*TEXT SHOWN*.
▬▬▬▬▬▬▬▬▬▬

Leslie Kritzer, star of Off Broadway’s Rooms, has a whole other career as diva slayer.


Scenes from Kritzer's SNL audition tape, which became a YouTube phenomenon. She honed her improv skills as a child, creating faux-radio shows with her tape recorder.  

Leslie Kritzer isn’t a diva, but she plays them to perfection: Fanny Brice (in the Paper Mill Playhouse’s 2001 production of Funny Girl); the bride, Janey, in 2008’s A Catered Affair on Broadway; and, more infamously, the indomitable Patti LuPone in her 2006 Joe’s Pub show, Leslie Kritzer Is Patti LuPone at Les Mouches, a reenactment of LuPone’s legendary 1980 cabaret act. The revue earned Kritzer a Special Achievement MAC Award—and the wrath of the musical powerhouse herself, who shut down the show. “It was fun, but I don’t want to be known as the girl who impersonates Patti LuPone,” Kritzer says. “So actually she did me a favor. Let’s just say, I’m finding somebody else to look up to.” Like her erstwhile idol, Kritzer has a magnificently ambidextrous, classically trained voice, which moves effortlessly between rock, soul, and jazz. That, together with her acid wit, is on full display at New World Stages in the two-person show Rooms: A Rock Romance, a musical set in seventies Glasgow. The self-described “Jew-Rican” (born and raised in New Jersey) appears as a Scottish Jewish singer whose dogged pursuit of fame is derailed by the alcoholic antics of her depressive collaborator-lover. “I was 23 when I did Funny Girl, and a very seasoned character actress said, ‘In a couple of years, you’ll do this role even better because you’ll have life experience.’ I now understand what she meant: I’ve been heartbroken, experienced many ups and downs. So there’s a new level I bring to this show.”

▬▬▬▬▬▬▬▬▬▬

*PROVIDED DATA*.

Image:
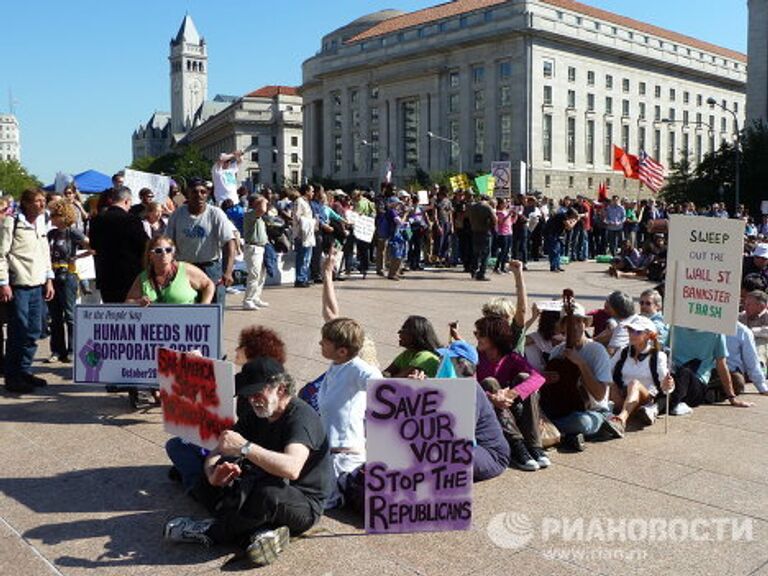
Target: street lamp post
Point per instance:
(712, 102)
(449, 141)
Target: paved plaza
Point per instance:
(84, 486)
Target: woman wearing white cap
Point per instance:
(639, 371)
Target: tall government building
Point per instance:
(552, 83)
(757, 86)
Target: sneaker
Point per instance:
(520, 458)
(266, 546)
(648, 413)
(540, 456)
(573, 443)
(188, 530)
(682, 409)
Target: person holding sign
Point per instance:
(166, 281)
(271, 468)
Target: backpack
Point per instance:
(619, 367)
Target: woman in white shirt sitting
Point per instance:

▬▬▬▬▬▬▬▬▬▬

*EXERCISE TASK 1*. Substitute "teenager" for "child" and write out the Leslie Kritzer profile from "Scenes from Kritzer's" up to and including "her tape recorder.".
*EXERCISE TASK 2*. According to the Leslie Kritzer profile, what award did her 2006 Joe's Pub show earn her?

*TASK RESULT 1*.
Scenes from Kritzer's SNL audition tape, which became a YouTube phenomenon. She honed her improv skills as a teenager, creating faux-radio shows with her tape recorder.

*TASK RESULT 2*. A Special Achievement MAC Award.